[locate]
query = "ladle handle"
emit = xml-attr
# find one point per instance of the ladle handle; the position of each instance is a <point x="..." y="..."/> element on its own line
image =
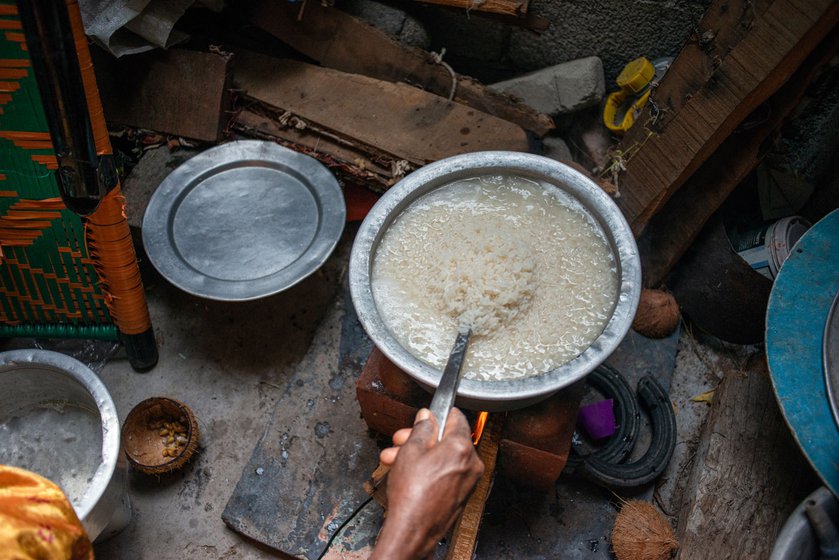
<point x="446" y="391"/>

____

§ **Task objective**: Rewrite every line of the listing above as a numbered list, leaving out blank lines and pictures.

§ **Written answer**:
1. [locate]
2. query = "ladle handle"
3. emit = xml-attr
4. # find one point per instance of the ladle handle; the position of each instance is a <point x="..." y="..."/> element on its own line
5. image =
6. <point x="446" y="391"/>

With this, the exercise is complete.